[Stated problem]
Report every line in the rows below that contains the string "colorful", copying each such line in full.

Excerpts from a dataset on pointing at objects:

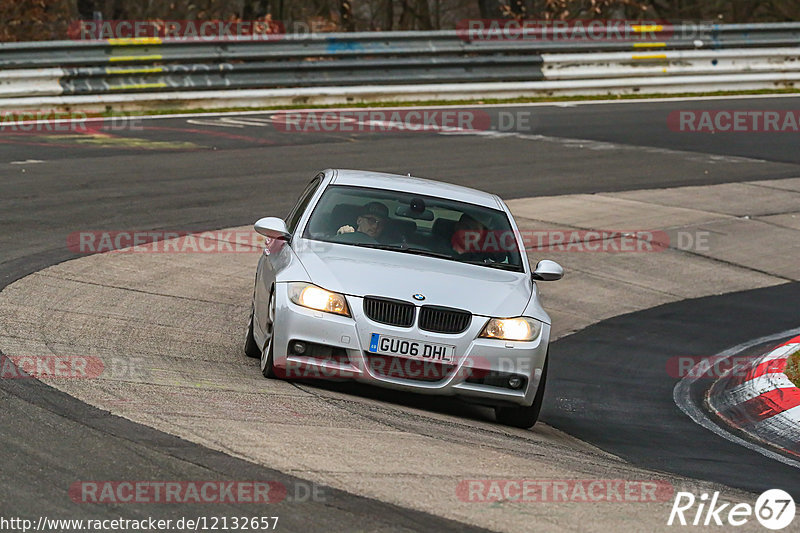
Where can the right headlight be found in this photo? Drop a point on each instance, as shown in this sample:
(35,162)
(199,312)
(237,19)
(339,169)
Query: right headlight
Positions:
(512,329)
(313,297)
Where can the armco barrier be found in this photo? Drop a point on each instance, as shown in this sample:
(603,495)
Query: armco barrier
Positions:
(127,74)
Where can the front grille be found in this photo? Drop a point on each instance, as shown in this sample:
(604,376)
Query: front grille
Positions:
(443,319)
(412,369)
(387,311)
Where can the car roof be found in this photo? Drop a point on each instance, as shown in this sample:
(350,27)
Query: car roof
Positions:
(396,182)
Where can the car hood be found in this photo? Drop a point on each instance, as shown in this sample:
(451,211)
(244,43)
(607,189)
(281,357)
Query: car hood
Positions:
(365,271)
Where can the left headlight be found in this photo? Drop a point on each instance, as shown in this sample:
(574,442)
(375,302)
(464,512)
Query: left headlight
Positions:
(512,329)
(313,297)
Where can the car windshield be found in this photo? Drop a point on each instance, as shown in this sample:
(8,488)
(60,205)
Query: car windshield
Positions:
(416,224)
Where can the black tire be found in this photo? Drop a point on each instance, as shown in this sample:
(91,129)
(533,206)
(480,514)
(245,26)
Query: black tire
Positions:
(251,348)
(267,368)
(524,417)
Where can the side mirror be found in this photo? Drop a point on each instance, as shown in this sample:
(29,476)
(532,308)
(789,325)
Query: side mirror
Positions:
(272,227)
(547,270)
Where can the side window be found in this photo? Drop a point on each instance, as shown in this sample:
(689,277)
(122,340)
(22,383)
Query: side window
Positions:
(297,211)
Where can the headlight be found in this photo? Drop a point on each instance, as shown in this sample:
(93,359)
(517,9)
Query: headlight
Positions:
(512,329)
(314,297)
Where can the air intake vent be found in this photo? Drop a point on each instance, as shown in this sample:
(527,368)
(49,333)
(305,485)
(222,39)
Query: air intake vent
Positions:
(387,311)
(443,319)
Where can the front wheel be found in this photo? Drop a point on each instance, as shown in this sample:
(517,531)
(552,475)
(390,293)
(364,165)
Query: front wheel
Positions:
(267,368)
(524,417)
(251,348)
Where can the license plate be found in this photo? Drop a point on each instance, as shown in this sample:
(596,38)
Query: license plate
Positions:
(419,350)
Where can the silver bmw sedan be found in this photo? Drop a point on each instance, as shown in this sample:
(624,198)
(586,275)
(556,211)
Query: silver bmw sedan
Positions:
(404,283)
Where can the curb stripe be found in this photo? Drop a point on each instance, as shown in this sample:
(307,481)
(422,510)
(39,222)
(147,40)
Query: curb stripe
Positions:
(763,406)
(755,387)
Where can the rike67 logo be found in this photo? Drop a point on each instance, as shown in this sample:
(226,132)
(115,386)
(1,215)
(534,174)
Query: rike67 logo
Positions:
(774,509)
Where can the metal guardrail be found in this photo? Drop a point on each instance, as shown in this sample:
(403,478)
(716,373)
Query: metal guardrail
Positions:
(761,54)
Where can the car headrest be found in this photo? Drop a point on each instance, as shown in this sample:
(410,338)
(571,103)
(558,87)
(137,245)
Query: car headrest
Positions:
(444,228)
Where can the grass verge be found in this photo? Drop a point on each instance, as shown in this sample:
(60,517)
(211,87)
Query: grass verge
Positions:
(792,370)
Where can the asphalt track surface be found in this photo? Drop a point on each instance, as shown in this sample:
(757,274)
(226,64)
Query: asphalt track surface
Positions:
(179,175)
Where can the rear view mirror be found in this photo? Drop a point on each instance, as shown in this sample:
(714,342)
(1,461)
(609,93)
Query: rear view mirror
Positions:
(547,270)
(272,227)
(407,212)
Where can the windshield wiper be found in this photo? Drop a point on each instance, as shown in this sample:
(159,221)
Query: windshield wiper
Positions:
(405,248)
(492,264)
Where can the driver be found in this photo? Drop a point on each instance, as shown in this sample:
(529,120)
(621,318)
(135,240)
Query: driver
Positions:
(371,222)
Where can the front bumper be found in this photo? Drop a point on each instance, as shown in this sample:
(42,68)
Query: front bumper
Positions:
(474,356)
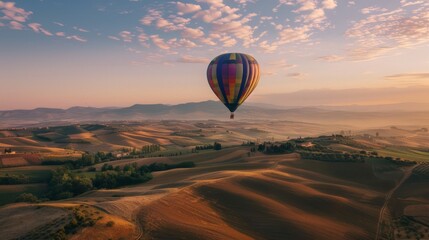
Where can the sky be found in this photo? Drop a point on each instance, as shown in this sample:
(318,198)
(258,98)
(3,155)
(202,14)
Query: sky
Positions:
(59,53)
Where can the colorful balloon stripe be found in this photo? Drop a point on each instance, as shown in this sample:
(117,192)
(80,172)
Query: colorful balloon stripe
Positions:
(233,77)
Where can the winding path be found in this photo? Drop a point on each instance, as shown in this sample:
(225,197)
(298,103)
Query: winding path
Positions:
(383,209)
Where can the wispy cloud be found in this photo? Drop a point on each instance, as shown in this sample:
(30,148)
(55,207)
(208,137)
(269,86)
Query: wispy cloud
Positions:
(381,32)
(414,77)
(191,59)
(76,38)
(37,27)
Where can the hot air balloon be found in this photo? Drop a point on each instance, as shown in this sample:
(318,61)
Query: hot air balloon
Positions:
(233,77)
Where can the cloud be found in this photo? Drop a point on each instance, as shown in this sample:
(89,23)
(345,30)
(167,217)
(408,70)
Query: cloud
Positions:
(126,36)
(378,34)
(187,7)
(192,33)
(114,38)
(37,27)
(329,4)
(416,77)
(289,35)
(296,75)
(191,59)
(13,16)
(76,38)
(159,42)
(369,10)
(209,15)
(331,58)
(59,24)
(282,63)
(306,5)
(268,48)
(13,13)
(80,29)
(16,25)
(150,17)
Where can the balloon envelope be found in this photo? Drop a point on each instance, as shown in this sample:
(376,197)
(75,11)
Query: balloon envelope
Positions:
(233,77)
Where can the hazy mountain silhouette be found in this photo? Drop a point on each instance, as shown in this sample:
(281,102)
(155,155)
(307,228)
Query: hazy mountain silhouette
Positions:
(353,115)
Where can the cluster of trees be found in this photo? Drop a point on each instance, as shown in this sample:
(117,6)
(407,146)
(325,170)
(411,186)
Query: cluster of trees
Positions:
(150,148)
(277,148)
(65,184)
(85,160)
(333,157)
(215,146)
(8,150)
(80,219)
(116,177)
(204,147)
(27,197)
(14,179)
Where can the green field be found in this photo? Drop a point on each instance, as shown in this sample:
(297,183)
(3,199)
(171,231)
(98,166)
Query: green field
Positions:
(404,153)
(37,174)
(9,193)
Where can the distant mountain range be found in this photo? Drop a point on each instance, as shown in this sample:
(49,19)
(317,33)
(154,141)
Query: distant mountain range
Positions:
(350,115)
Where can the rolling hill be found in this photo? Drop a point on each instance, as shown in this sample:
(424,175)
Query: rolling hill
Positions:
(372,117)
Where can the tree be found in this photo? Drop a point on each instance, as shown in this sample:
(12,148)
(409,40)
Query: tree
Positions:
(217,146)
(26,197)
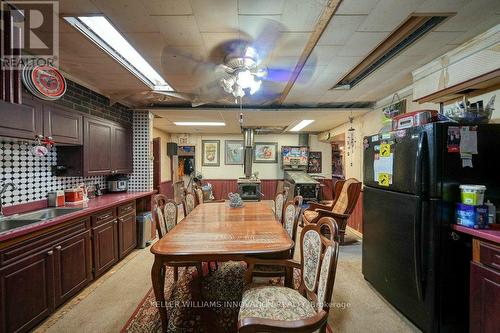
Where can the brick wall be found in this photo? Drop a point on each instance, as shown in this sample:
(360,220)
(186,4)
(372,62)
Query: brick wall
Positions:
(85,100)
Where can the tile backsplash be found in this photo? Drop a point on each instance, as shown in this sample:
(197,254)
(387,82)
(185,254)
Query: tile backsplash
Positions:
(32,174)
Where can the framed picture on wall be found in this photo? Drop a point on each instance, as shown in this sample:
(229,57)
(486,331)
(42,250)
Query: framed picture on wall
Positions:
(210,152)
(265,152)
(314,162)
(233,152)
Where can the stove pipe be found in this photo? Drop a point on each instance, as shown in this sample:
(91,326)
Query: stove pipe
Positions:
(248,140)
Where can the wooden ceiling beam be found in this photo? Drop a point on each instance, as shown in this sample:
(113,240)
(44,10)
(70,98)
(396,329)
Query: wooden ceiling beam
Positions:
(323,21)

---

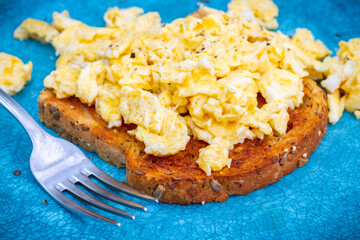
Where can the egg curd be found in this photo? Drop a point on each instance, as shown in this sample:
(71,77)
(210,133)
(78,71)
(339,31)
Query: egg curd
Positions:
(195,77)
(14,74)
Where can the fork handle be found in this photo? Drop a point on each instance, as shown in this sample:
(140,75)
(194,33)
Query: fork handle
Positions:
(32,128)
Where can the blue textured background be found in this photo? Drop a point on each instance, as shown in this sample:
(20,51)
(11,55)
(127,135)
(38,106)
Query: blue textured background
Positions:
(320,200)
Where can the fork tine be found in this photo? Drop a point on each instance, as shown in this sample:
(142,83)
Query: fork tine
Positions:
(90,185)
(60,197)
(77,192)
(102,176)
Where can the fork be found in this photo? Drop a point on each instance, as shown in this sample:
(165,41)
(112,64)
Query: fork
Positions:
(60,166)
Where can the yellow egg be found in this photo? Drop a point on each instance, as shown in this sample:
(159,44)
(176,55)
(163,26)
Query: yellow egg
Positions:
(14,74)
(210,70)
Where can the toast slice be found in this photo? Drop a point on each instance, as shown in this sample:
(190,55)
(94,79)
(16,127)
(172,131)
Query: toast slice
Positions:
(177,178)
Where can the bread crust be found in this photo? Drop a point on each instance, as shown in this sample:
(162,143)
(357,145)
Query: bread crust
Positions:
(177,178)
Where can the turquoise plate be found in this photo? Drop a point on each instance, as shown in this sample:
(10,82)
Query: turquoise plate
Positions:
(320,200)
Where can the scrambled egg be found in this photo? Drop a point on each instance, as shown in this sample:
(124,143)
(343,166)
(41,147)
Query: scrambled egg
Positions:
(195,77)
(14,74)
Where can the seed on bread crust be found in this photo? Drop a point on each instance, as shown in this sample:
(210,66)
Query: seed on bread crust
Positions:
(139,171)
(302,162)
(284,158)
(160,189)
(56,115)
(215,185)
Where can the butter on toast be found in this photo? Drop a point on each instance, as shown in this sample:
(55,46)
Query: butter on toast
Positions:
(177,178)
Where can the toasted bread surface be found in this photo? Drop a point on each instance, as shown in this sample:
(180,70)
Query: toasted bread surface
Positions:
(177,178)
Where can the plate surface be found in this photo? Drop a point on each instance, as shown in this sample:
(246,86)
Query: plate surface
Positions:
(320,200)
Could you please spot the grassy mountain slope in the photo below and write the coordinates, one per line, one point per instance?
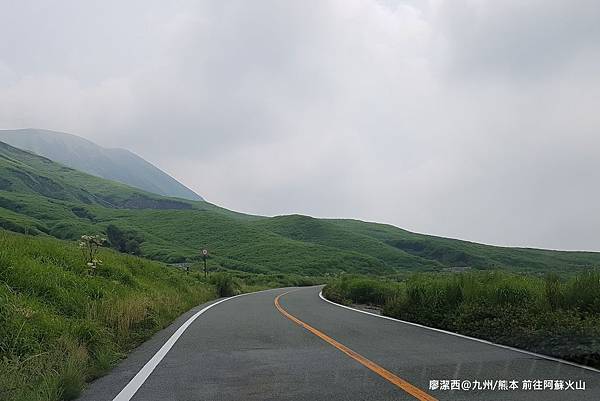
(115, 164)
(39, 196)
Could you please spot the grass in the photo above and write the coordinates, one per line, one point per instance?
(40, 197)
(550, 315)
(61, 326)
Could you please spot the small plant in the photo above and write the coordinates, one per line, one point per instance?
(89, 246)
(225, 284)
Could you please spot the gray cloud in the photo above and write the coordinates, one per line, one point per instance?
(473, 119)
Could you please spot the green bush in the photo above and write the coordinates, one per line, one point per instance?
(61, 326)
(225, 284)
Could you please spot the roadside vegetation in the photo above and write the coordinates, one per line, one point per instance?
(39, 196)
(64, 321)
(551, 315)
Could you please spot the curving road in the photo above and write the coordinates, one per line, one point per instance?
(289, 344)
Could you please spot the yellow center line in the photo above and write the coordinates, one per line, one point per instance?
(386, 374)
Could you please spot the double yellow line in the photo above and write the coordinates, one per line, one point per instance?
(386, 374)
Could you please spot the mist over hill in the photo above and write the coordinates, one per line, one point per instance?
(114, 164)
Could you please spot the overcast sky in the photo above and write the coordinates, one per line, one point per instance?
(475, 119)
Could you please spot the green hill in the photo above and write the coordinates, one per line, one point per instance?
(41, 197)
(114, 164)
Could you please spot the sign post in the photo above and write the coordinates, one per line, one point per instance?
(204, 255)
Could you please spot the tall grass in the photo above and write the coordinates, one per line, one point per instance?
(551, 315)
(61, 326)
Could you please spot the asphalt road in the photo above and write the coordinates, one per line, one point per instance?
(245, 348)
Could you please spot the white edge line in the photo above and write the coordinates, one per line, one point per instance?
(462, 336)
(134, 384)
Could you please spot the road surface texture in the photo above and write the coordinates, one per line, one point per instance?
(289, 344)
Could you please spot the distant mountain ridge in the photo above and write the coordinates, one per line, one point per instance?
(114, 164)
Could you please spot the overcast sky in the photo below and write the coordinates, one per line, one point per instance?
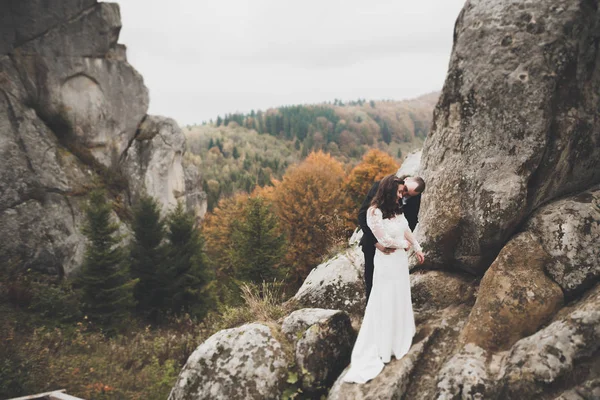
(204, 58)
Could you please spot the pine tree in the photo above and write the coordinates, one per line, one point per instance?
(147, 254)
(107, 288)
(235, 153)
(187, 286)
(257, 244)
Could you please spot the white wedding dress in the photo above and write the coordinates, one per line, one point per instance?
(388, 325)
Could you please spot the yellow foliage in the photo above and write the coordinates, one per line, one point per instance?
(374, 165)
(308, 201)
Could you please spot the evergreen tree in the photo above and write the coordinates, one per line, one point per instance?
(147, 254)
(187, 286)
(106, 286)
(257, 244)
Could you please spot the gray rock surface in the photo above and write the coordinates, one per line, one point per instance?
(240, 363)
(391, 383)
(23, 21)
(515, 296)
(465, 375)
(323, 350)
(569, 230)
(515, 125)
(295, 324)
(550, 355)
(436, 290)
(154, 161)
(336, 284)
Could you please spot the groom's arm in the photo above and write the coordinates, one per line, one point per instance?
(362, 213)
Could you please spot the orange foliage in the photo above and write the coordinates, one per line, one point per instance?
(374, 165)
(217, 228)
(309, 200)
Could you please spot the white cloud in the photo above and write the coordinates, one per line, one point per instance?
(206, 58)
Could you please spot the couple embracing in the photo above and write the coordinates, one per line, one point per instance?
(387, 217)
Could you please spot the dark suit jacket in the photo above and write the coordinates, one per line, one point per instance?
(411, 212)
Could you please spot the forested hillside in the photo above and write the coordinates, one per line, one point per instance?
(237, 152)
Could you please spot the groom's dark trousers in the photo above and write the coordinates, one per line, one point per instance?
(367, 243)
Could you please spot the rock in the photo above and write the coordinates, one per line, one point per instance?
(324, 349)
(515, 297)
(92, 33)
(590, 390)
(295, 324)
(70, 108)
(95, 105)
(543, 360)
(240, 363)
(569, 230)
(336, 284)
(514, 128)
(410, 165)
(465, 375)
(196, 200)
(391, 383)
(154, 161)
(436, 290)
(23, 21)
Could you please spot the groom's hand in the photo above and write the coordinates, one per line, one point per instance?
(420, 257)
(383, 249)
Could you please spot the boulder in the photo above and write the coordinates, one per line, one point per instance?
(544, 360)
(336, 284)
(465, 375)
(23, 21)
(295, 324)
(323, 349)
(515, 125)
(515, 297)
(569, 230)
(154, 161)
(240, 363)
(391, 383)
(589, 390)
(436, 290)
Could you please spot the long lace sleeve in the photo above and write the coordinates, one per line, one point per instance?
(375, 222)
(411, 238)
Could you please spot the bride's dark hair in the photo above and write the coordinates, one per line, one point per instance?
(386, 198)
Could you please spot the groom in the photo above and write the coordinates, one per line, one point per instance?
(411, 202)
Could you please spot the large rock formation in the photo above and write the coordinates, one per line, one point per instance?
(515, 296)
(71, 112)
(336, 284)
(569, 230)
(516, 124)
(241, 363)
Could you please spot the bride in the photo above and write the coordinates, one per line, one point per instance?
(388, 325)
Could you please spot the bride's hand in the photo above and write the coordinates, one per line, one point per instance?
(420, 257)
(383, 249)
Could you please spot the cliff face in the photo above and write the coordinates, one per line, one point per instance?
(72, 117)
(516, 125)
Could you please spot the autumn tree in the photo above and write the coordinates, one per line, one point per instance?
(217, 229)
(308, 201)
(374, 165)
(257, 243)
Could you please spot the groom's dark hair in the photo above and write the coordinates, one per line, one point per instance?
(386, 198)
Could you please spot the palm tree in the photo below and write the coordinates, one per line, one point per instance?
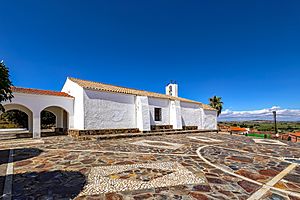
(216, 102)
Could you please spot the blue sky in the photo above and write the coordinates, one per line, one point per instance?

---

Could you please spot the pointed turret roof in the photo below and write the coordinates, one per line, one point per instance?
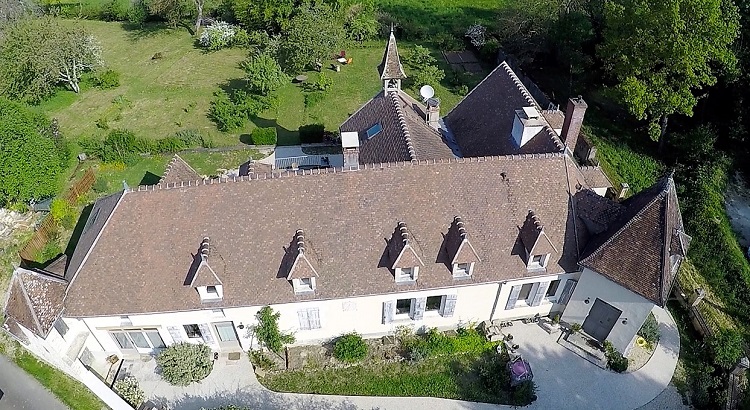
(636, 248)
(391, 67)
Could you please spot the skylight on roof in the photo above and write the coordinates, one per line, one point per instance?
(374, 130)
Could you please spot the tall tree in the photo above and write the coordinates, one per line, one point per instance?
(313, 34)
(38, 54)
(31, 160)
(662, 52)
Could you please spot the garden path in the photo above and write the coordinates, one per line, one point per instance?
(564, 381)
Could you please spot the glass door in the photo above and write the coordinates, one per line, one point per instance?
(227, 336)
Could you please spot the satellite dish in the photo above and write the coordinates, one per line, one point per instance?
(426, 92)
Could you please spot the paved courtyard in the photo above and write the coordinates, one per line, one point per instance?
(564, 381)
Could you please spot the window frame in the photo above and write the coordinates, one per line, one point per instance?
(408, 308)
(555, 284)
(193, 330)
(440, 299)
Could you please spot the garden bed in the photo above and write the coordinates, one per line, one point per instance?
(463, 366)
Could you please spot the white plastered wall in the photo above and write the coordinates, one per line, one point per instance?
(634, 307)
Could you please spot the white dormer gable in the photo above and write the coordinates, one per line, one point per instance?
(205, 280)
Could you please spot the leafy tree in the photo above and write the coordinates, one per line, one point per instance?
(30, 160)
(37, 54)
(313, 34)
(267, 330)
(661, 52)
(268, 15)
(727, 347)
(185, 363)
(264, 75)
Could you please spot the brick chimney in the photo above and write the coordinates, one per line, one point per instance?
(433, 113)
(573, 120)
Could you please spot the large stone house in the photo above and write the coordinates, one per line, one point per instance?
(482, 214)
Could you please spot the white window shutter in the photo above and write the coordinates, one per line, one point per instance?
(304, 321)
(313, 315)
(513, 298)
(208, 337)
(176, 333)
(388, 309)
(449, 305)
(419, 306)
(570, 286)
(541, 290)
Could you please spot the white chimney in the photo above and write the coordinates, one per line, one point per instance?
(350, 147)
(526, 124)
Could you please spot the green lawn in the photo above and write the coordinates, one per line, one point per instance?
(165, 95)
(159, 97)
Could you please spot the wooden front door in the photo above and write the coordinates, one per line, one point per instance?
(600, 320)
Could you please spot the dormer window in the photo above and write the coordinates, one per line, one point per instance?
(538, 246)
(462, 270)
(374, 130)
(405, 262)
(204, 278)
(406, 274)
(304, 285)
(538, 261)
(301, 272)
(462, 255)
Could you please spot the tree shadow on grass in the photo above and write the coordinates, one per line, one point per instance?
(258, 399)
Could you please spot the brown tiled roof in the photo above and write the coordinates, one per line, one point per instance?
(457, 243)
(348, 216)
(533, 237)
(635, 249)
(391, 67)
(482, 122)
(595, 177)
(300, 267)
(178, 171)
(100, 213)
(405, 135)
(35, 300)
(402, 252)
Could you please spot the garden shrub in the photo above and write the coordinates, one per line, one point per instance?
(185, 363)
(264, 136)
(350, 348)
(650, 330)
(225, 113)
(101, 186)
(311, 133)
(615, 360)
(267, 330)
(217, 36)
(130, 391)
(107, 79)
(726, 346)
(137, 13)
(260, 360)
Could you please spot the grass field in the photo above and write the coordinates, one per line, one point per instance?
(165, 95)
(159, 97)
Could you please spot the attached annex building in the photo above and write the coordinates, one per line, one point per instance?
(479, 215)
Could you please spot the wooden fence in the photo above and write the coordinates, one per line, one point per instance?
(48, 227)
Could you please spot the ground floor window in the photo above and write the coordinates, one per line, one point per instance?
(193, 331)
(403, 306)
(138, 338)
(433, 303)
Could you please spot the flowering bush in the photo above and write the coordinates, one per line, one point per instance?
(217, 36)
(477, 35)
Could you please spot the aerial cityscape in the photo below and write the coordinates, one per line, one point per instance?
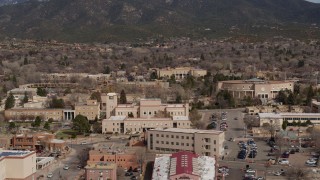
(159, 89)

[Reply]
Where can the colorful balloon stripe be found in this photo? Drop a point on each instance, as shown in this sample:
Query: colorful balloon stripe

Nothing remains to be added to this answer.